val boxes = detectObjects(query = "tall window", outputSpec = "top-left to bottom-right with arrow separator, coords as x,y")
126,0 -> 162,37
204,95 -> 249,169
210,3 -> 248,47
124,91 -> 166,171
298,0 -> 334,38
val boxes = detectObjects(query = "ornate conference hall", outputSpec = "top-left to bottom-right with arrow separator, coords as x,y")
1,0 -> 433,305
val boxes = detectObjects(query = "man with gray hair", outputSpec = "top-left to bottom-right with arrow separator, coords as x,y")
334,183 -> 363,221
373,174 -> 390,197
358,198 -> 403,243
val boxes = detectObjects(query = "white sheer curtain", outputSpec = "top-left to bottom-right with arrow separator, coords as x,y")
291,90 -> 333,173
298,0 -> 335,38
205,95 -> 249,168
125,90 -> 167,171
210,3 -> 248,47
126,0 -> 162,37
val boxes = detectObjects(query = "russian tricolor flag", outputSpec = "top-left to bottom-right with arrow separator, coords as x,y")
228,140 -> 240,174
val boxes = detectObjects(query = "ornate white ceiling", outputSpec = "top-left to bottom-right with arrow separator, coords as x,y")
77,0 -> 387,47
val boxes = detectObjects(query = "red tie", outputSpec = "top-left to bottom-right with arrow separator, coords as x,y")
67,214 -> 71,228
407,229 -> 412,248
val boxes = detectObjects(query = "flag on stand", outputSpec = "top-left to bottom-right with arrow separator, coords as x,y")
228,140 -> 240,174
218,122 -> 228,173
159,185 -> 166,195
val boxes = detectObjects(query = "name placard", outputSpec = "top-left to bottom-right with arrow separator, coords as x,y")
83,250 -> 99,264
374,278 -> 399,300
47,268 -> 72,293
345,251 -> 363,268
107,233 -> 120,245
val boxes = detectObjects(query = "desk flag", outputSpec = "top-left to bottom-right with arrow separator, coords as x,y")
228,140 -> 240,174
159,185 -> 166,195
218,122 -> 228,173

....................

Set down every line of the listing above again, exactly as given.

## [RESPONSE TO THIS TASK]
val boxes = detectObjects(query = "tall window", outputSpec = "top-left to bottom-right with arrow separator, coords as x,y")
126,0 -> 162,37
204,95 -> 249,169
210,3 -> 248,47
124,91 -> 166,171
298,0 -> 334,38
val boxes = detectObjects(query = "ornate conference hall", outputSpec = "top-left to bottom-right with arrow separator, coords as x,y")
1,0 -> 433,305
val boxes = detectObjects(query = "man with gray hair", outputSpec = "top-left to bottom-right with arrow separator, coords as x,y")
334,183 -> 363,221
373,174 -> 390,197
358,198 -> 403,243
val boxes = detectObjects(query = "white sheer curtain", outputSpec = "top-left to bottom-right with arrow separator, coords as x,y")
291,90 -> 333,173
298,0 -> 335,38
205,95 -> 249,168
125,90 -> 167,171
210,3 -> 248,47
126,0 -> 162,37
val boxes = detectObjects(query = "russian tricolor flag", outputSpec = "top-left to bottom-right with arrow separator, coords as x,y")
228,140 -> 240,174
val boxes = detectObjects(query = "ornate white ceiling", outputSpec = "top-left to bottom-right with arrow separator, coords as x,y")
77,0 -> 387,47
val boxes = detectObjects(query = "red tie", outputSpec = "top-left to bottom-right with arrow separator, coords as x,y")
67,214 -> 71,228
407,229 -> 412,248
val boxes = detectObjects(query = "flag on stand", outputSpec = "top-left to bottom-right with arrow separator, coords as x,y")
228,140 -> 240,174
218,122 -> 228,173
159,185 -> 166,195
val boxes = detectObjects(query = "name placard", outputSpec = "top-left to bottom-right with arrow separator, coords as x,y")
83,250 -> 99,264
374,278 -> 399,300
47,268 -> 72,293
345,251 -> 363,268
107,233 -> 120,245
val boxes = detectObjects(query = "desk flag", outputSpec = "top-left to bottom-right with arrow separator, coords as x,y")
228,140 -> 240,174
159,185 -> 166,195
218,122 -> 228,173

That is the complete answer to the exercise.